(Records)
================================

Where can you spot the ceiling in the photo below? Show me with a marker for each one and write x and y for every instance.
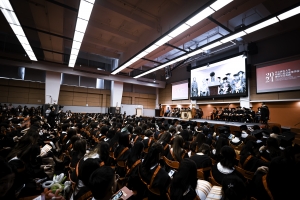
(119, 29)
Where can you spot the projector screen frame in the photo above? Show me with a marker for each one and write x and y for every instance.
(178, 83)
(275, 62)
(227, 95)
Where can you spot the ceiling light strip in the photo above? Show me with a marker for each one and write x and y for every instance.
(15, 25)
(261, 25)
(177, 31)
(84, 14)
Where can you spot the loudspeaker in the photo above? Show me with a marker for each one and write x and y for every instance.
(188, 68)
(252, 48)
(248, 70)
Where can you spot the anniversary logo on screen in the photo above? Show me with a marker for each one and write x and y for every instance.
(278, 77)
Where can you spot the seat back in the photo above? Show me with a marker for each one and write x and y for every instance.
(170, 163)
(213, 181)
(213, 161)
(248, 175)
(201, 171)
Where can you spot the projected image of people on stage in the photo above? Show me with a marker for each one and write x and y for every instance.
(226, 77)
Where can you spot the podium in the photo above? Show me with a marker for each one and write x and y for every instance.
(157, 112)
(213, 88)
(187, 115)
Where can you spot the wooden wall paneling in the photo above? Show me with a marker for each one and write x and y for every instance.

================================

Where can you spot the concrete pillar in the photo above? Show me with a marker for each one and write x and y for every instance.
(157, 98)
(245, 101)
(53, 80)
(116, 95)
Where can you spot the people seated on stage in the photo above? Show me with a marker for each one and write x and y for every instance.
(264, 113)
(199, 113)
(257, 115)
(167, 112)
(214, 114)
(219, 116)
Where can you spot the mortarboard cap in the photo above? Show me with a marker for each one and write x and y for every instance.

================================

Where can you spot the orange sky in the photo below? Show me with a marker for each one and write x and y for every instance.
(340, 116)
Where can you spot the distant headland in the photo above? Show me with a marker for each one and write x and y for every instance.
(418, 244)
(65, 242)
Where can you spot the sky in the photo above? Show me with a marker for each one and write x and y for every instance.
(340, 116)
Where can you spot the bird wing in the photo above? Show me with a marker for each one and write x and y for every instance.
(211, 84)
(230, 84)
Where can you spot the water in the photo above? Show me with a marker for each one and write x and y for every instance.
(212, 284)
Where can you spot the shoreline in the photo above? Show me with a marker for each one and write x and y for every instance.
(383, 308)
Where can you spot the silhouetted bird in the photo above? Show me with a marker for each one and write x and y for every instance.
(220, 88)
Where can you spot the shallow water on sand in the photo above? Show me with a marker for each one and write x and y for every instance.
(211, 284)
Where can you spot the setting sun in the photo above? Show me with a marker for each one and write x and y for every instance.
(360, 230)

================================

Rewrite the data from the line containing "Where can you spot the loudspeaker" through the line containing "Where can you spot the wooden", swapping "podium" for "lectern" and leaving everything else unchanged.

Result of this exercise
Where can you spot the loudspeaker in the photo above? Show me with a marker for each one and write x and y for every instance.
(188, 68)
(252, 48)
(248, 70)
Where can you spot the anniversary logo on screen in the photo above? Show me with a marker for each one and write x and y for every instance.
(278, 77)
Where can you spot the seat back in the photo above? Show me with a marker for each one and write x and y for every instance.
(170, 163)
(213, 181)
(213, 161)
(248, 175)
(201, 171)
Where can you spot the projected image of people on stage in the photo above? Show me with a marker for each one and write x and y for every instance.
(226, 77)
Where can you spot the lectern in the photo above? Show me with a marker for each one and write x and y for every instance.
(157, 112)
(213, 88)
(187, 115)
Where can you spot the wooden wall paneling in the photo above? Show me with a marker for each one and write x and y for every instance.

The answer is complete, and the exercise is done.